Problem description:
Show every line of the records that contains the string "this", matching case exactly.

----- Material for the task -----

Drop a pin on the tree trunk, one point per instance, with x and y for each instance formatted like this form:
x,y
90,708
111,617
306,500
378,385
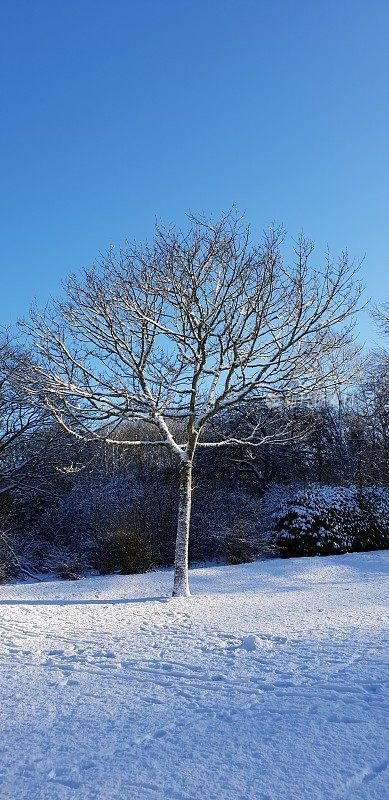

-----

Correct answer:
Drop a pin on the tree trunk, one point per instance, with x and y for each instance formatted like this form:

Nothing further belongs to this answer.